### Passage given
● ● ●

After graduation, the six-foot, stocky Fisher worked at an advertising agency that counted book publishers among its accounts. He left the agency in 1932 for employment with G. P. Putnam’s Sons, a publishing company. In 1933 he left Putnam’s to become a graphic designer for Dodd, Mead and Company, another publishing organization, for eighteen dollars a week. Leaving that company in 1943, he described book design as “my first love,” and he continued to work on projects for Dodd, Mead through the subsequent years. He designed, among other works, A History of the English-Speaking Peoples by Sir Winston Churchill (1956) and The American Seasons by Edwin Way Teale (1976). Fisher gave his fees for those projects to charities because he felt that “looking at a beautiful typographical design is like listening to music.”

In 1937 Fisher established his first entrepreneurial organization while continuing to work as a graphic designer. The Philharmonic Radio Company grew out of his hobby of building radios so he could get better sound than that available with the ready-made models then in use. He made significant improvements in amplifiers, tuners, and speakers. He later remembered that “a number of friends asked me to make for them the kind of equipment I was constructing… and before I knew it I had the beginnings of a business.”

Fisher sold his first company in 1945 and started Fisher Radio the same year. That company entered the high-fidelity market with a line of components at premium prices. Audio fans acclaimed his products as the “Rolls-Royce of sound equipment.” On 8 September 1950 Fisher married Janet Cane; they had three children. Fisher Radio brought out the first transistorized amplifier in 1956 and offered the first stereophonic radio and phonograph combination in 1961. Fisher assembled the engineering staff by hiring the best audio technicians from European companies. “Whenever another company needed an engineer, the first place they came to try to steal somebody was my company. I didn’t blame them. I got my engineers from Europe,” he said.

Fisher was an amateur violinist whose love of music prompted him to build high-quality radios and phonographs. He considered himself a musician who independently manufactured high quality high-fidelity equipment for music connoisseurs. He had become fascinated with music as a child through his father’s large record collection and because everyone in the family played a musical instrument. Among his other amusements, he enjoyed tinkering with old automobiles.

Fisher sold Fisher Radio to Emerson for just under $31 million in 1969, when the audio market began to turn toward mass merchandising. The company was eventually sold to Sanyo of Japan. Fisher became a consultant to both companies and, in spite of having no financial interests, regularly attended the annual sales meetings.

● ● ●

### Record set
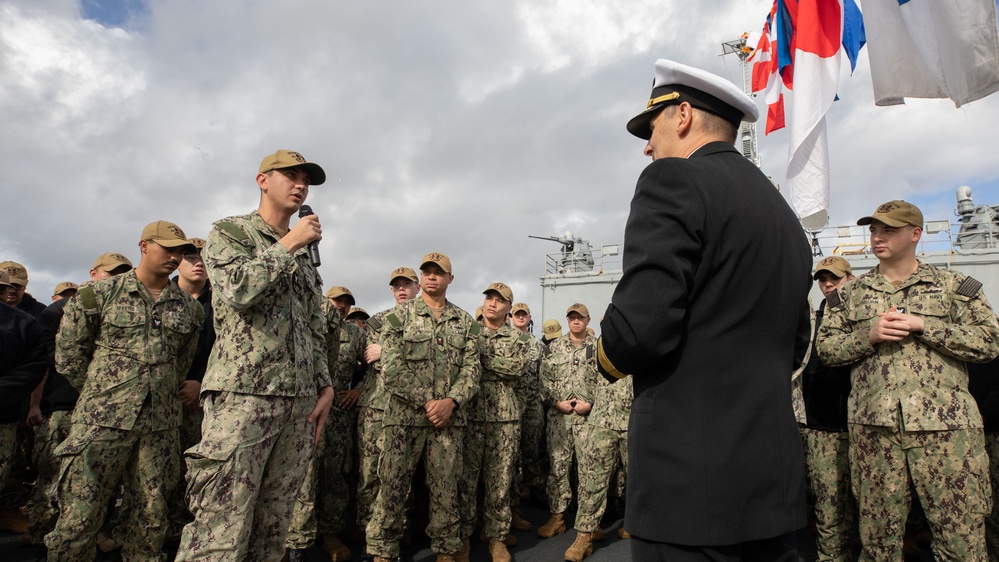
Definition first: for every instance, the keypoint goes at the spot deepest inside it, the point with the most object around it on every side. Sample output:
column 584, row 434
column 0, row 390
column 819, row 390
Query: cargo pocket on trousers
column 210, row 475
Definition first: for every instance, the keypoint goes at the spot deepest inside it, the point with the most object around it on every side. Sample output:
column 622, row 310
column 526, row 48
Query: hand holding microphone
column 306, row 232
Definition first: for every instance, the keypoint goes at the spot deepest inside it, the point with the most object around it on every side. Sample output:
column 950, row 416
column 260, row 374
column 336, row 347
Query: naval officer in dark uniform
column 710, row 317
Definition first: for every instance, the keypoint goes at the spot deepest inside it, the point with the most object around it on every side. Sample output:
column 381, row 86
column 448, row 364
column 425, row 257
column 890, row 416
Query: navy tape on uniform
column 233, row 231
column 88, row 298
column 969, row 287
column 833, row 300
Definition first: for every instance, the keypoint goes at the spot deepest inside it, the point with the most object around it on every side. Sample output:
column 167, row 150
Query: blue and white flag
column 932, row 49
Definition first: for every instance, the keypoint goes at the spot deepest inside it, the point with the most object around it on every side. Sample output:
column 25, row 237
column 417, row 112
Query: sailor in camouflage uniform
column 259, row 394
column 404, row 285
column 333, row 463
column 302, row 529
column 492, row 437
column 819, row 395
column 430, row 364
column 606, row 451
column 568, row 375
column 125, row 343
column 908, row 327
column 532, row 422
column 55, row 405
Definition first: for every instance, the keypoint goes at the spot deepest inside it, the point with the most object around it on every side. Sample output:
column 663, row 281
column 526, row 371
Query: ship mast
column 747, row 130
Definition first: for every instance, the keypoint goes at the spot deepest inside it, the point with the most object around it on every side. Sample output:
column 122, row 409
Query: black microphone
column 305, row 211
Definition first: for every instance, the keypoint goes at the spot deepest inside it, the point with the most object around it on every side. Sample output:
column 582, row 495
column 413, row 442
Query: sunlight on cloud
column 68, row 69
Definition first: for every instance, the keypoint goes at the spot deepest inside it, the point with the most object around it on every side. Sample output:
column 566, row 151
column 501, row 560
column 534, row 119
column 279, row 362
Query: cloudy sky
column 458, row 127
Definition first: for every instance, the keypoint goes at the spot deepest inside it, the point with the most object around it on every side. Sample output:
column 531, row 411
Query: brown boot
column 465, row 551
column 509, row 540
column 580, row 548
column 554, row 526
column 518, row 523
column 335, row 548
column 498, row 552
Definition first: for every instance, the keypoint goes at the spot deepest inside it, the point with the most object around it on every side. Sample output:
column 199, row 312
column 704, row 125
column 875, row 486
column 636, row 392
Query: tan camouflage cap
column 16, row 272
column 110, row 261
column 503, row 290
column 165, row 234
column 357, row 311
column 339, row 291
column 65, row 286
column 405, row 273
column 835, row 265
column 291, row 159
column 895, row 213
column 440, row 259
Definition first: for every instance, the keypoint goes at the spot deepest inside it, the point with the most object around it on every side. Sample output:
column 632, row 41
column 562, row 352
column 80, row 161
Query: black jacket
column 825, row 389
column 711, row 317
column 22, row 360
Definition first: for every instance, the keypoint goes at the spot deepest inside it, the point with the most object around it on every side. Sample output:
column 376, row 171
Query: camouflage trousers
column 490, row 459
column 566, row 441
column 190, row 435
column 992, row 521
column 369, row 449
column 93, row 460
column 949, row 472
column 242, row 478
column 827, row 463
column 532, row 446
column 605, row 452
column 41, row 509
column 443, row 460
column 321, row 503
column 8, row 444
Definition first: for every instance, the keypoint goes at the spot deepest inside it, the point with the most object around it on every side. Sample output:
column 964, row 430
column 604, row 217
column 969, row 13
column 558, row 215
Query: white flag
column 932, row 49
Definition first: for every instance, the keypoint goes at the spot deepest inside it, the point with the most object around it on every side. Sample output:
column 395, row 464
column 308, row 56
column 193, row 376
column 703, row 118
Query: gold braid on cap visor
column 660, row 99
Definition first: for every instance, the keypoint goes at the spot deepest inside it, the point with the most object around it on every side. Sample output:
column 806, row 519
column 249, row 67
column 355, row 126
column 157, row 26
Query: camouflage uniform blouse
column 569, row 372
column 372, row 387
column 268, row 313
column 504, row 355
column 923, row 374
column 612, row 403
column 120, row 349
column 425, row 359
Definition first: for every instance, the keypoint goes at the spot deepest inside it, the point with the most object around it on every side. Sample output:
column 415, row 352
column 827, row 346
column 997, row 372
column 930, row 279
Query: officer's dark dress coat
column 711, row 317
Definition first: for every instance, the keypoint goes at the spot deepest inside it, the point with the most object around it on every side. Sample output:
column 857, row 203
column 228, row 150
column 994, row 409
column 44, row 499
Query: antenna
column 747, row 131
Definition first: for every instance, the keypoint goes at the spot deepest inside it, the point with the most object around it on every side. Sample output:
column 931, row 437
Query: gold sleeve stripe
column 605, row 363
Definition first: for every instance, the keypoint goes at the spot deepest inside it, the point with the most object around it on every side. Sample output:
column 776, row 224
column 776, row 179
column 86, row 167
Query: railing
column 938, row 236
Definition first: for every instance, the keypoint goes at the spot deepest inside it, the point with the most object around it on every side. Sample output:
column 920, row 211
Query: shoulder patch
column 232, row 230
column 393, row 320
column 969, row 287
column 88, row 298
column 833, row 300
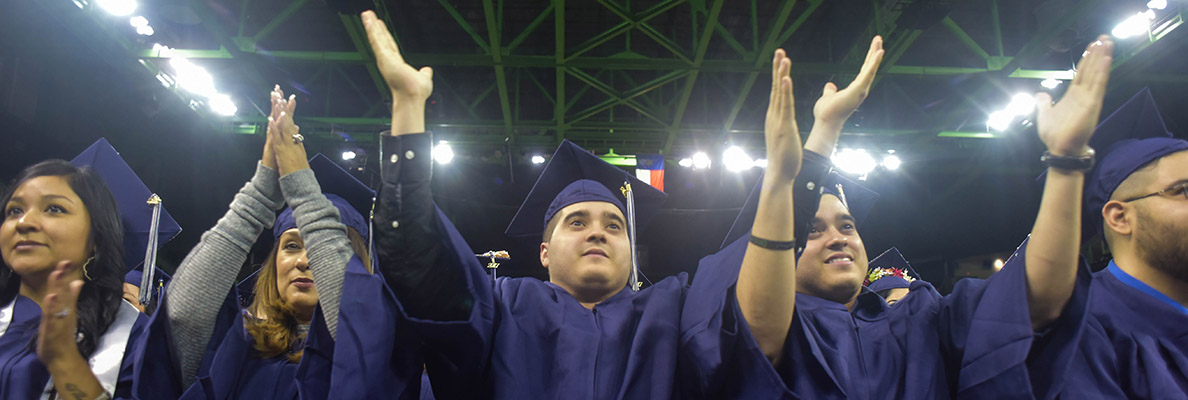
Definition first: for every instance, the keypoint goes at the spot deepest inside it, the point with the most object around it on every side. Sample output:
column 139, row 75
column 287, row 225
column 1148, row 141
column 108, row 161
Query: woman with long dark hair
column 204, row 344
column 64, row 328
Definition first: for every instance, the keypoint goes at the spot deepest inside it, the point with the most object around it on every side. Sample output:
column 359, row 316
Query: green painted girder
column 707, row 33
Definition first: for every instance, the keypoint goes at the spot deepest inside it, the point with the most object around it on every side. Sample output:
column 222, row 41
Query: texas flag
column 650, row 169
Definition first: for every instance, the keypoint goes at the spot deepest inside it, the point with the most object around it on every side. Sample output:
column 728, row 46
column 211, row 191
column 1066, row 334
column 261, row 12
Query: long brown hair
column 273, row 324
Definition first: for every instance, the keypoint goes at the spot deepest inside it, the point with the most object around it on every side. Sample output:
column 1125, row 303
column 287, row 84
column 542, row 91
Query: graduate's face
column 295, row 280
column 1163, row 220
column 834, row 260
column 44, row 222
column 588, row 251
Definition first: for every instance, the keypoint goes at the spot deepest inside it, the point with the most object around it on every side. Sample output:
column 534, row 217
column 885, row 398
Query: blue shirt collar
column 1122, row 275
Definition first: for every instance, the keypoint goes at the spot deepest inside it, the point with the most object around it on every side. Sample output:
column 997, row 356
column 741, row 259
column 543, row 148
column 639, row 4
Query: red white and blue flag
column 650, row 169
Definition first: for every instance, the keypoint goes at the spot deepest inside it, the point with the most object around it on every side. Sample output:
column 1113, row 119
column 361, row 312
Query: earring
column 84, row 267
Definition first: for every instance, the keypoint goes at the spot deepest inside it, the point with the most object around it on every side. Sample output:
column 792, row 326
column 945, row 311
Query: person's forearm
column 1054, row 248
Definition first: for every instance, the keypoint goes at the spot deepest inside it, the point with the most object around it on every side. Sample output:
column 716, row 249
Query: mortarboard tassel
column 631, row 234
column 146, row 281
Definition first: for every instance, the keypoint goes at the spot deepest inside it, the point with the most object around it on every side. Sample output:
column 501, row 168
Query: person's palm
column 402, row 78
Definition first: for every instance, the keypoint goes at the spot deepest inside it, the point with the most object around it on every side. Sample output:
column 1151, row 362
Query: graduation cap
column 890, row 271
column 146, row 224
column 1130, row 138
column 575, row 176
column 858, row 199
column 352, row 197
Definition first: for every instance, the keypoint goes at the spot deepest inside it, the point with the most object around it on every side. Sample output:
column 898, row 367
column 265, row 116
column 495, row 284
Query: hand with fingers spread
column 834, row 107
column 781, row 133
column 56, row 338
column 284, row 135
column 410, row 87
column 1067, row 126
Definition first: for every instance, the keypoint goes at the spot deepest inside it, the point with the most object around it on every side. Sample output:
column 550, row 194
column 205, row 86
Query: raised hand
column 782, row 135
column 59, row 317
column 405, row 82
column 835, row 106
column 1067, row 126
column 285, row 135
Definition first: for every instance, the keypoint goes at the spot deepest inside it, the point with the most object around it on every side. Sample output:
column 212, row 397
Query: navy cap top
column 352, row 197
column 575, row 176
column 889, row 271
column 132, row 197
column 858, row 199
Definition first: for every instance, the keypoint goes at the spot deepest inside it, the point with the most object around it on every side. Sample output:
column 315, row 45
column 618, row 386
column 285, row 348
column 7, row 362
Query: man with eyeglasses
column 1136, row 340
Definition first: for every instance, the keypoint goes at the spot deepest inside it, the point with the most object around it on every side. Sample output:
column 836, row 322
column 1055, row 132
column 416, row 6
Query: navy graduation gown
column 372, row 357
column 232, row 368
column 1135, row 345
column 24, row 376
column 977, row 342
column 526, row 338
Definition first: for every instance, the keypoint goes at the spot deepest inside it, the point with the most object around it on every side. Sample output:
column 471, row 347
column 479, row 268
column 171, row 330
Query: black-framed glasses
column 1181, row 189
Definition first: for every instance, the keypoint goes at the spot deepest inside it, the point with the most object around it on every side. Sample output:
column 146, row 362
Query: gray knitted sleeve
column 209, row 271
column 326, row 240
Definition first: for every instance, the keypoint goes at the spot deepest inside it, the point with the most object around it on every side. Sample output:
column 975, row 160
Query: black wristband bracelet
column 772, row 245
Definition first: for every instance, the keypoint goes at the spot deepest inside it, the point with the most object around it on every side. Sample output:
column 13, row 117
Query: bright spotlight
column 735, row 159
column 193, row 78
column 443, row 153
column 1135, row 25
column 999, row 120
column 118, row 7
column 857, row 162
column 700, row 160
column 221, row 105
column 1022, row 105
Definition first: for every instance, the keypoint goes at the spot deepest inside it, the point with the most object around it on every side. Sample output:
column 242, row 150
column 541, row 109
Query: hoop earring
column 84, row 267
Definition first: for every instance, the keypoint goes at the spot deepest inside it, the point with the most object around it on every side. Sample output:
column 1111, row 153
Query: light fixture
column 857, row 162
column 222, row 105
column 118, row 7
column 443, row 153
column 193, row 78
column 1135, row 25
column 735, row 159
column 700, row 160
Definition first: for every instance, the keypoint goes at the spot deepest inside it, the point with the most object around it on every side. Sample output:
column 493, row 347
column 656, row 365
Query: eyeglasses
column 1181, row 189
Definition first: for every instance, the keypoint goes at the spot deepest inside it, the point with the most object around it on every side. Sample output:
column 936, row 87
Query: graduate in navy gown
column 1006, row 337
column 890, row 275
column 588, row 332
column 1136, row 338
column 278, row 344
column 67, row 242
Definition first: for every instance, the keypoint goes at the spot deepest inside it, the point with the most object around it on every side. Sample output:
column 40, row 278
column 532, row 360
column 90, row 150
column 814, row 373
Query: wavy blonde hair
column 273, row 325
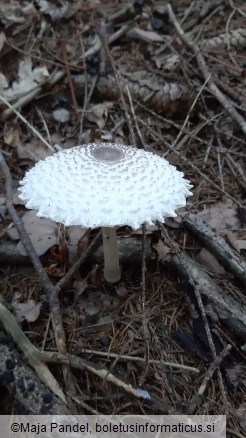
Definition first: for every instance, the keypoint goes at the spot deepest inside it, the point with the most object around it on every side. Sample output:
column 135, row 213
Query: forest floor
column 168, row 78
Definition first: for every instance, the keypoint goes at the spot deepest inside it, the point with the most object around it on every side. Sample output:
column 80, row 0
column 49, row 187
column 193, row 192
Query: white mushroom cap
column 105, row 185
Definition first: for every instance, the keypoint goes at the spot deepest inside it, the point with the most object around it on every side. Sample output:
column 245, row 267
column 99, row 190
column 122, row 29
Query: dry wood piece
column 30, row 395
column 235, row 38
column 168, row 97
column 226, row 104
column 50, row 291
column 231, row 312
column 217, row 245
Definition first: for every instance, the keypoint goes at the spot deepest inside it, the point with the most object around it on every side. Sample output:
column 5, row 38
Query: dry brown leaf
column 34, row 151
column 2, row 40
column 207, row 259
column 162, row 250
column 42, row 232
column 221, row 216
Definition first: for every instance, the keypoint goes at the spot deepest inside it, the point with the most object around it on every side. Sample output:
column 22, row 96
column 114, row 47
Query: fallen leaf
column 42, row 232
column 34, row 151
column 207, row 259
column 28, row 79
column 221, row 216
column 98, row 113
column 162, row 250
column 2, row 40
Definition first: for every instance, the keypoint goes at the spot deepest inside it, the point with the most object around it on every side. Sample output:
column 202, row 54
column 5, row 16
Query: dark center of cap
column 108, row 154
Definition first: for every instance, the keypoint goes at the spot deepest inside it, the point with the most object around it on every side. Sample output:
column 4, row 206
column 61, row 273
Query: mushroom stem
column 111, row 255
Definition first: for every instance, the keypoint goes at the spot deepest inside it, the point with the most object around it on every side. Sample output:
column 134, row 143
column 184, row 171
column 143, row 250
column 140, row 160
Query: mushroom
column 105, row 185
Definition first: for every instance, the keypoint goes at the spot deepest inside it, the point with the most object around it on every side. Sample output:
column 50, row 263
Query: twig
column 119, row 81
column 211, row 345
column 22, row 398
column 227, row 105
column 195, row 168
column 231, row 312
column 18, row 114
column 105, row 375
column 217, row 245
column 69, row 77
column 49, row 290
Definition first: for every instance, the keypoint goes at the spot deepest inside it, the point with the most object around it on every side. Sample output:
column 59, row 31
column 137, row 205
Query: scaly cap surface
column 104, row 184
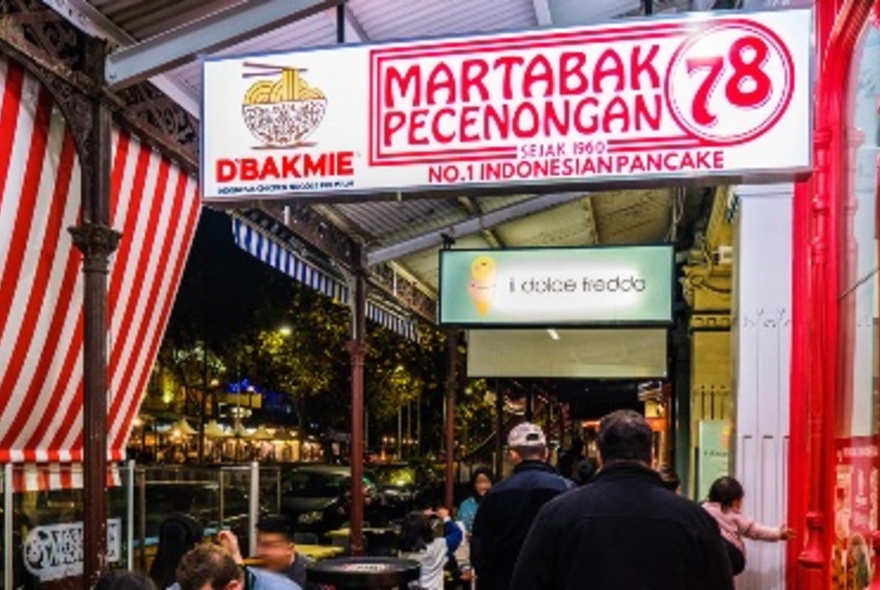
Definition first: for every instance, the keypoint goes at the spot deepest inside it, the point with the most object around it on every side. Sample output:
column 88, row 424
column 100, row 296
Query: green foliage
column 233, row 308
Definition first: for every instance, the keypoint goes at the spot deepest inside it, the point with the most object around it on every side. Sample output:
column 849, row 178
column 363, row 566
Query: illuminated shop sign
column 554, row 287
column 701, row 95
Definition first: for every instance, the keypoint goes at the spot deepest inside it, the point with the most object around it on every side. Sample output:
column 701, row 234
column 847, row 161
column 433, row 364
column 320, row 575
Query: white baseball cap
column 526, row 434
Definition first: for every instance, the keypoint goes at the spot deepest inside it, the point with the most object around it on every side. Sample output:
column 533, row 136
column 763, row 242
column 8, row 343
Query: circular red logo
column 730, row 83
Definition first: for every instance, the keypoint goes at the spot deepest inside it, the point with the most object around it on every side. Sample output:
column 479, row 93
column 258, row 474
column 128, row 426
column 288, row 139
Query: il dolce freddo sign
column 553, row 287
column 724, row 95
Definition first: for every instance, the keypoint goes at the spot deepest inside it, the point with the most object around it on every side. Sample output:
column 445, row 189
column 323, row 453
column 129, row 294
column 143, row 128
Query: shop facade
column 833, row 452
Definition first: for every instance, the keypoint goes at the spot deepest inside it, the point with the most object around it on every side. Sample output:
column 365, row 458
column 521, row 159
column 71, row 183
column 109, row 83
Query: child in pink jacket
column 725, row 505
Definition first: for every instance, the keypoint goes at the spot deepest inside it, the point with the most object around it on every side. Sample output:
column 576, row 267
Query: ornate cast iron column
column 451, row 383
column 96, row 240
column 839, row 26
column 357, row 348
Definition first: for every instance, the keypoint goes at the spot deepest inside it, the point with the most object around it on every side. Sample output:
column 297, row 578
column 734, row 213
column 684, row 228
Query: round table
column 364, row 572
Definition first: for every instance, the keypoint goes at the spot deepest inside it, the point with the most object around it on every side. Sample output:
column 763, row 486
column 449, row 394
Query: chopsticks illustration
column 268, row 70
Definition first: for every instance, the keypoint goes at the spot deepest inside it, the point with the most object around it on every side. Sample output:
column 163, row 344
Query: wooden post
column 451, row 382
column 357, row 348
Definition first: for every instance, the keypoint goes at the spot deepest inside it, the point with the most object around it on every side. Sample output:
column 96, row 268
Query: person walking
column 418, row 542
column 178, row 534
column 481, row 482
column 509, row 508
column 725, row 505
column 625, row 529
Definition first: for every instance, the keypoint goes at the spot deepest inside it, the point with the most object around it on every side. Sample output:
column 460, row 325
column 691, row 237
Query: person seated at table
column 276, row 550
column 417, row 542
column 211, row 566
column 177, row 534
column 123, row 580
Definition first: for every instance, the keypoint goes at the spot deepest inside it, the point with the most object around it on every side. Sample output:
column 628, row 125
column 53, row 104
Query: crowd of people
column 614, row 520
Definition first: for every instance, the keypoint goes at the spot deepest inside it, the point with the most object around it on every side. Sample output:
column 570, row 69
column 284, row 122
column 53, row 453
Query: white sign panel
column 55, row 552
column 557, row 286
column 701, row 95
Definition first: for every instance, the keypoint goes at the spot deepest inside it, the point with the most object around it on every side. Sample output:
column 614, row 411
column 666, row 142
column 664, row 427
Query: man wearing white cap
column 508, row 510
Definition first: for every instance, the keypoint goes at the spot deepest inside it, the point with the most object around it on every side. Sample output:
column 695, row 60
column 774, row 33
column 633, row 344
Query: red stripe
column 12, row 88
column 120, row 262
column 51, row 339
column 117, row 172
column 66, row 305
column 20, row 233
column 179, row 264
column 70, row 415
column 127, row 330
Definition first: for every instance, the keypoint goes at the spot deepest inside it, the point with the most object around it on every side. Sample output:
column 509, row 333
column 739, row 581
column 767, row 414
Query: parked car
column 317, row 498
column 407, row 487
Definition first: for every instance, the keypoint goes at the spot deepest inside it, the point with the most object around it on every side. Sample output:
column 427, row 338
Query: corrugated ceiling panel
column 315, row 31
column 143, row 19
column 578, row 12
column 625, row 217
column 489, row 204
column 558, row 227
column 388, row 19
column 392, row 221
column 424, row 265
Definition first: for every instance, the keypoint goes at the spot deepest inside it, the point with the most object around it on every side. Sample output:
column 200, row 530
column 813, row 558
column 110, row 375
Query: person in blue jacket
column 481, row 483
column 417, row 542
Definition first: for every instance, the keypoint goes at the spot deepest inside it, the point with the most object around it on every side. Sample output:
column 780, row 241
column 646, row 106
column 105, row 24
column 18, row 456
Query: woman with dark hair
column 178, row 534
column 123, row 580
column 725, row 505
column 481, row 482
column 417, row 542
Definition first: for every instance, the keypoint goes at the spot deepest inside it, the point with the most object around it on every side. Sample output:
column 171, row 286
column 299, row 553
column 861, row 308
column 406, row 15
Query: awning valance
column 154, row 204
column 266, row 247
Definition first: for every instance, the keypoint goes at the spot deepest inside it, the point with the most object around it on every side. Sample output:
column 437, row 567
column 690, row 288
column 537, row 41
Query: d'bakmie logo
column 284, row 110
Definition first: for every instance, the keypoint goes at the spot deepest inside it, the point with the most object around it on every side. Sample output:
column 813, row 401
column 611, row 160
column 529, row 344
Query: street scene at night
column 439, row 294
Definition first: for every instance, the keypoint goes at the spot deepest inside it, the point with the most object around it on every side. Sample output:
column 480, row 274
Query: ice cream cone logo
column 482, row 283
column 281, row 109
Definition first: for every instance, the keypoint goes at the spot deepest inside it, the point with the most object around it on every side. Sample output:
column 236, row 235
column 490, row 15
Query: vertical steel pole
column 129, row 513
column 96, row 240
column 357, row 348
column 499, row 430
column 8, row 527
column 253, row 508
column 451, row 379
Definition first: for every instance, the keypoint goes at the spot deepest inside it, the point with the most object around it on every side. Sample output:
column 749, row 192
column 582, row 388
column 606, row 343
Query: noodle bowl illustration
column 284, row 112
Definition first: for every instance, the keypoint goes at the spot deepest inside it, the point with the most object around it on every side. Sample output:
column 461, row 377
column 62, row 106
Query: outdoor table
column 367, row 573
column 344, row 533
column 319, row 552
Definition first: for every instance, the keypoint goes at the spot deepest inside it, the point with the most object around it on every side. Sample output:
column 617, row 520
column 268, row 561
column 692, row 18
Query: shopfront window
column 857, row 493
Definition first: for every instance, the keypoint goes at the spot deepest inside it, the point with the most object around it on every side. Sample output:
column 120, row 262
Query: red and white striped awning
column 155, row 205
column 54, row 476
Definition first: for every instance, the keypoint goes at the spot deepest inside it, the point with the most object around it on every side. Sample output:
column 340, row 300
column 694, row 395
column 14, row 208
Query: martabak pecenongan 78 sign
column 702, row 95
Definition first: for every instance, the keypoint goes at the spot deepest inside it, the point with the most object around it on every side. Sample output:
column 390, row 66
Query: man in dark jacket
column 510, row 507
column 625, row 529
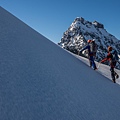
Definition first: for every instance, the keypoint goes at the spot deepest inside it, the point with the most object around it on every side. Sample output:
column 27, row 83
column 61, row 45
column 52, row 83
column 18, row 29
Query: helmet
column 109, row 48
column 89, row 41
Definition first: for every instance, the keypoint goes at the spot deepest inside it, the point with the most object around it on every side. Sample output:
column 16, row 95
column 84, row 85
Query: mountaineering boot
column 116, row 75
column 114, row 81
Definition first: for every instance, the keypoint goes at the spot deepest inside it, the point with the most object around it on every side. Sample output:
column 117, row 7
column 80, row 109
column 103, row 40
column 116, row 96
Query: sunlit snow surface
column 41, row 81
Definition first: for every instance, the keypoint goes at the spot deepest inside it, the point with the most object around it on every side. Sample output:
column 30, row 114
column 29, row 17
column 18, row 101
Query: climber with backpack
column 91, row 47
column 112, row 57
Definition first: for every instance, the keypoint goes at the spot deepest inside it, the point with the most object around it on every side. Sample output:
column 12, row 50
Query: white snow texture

● ● ●

In the passage on Fisher's career, why did he give his fees for designing books such as the Churchill and Teale volumes to charities? Answer in one to three sentences.

He gave those fees to charities because he felt that "looking at a beautiful typographical design is like listening to music."